- Selected excerpt -
* * * * *

Often, I have parents walking into my office, sharing the same frustrating and tiresome look, saying “It’s the games”. Students got tagged along do not usually give me eye contact – they prefer not to be here.
Why Gamers Game?
Like all other addictions, it’s because it satisfies the ABC within all of us.
A – Autonomy (it’s all about the gamer)
B – Belonging (sense of belonging in a community, more pronounced in on-line game rooms)
C – Confidence (gamers always win, won’t stop until the game is “conquered”)
In a 2-year longitudinal (tracking the same cohort of students over 2 years) study from Iowa State University tracking 3,034 students ranging 3rd and 8th grades, has found that about 8.5% of children who play video games are classified as pathologically addicted in Singapore. Other studies around the world identified the similar outcomes. Note that Singapore students generally have slightly greater access to games than their North American peers.
Recreational vs. Pathological Gamers. Where do we draw the line?
It’s about length of play. In the study, Recreational gamers net an average of 19 hours play time while Pathological gamers started with an average of 31 hours per week. Note that the hours suggested are not hard cutoffs. It’s the tendency that counts. As the number of screen time hours increases, so does the severity of addiction.
Pathological gamers exhibit issues such as increased social phobias, increased anxiety and generally received poor grades in school. Some have symptoms of several depression. The symtom severity increases along side the problems.
Sadly, there aren’t quick fixes. 84% of those who were first classified as pathological gamers remain in the same category after 2 years. During the same period, only 1% of the sample switch from recreational to pathological gamers. It shows this damaging addiction is very difficult to shake off without intervention.
What can parents do?
Limiting ACCESS is the key. Start with a curfew. One hour before bed-time in absolutely essential. Replacing screen time with meaningful activities that provide ABC we discussed earlier.

* * * * *

- Data extract -
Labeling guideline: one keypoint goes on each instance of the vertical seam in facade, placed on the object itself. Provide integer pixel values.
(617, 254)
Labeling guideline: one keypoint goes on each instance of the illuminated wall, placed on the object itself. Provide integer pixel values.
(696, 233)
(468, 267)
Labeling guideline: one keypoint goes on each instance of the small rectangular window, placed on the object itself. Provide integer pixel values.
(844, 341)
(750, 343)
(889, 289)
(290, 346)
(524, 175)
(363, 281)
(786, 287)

* * * * *

- Work to complete -
1. Extract everything in the gaming addiction article from "C – Confidence" down to "draw the line?".
2. Put this sentence from the gaming addiction article into Spanish: "It shows this damaging addiction is very difficult to shake off without intervention."
Rely only on the gaming addiction article for what follows.

- Outputs in order -
1.
C – Confidence (gamers always win, won’t stop until the game is “conquered”)
In a 2-year longitudinal (tracking the same cohort of students over 2 years) study from Iowa State University tracking 3,034 students ranging 3rd and 8th grades, has found that about 8.5% of children who play video games are classified as pathologically addicted in Singapore. Other studies around the world identified the similar outcomes. Note that Singapore students generally have slightly greater access to games than their North American peers.
Recreational vs. Pathological Gamers. Where do we draw the line?

2. Esto demuestra que esta adicción dañina es muy difícil de superar sin intervención.